ASSIGNMENT - Every entry has to be output exactly, with none skipped.

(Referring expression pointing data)
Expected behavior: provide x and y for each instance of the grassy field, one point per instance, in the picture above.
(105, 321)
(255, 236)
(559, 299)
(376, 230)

ANSWER AREA -
Expected behavior: provide x and y for each instance of the grassy field, one point per instance, in the picture above.
(105, 321)
(255, 236)
(559, 299)
(376, 230)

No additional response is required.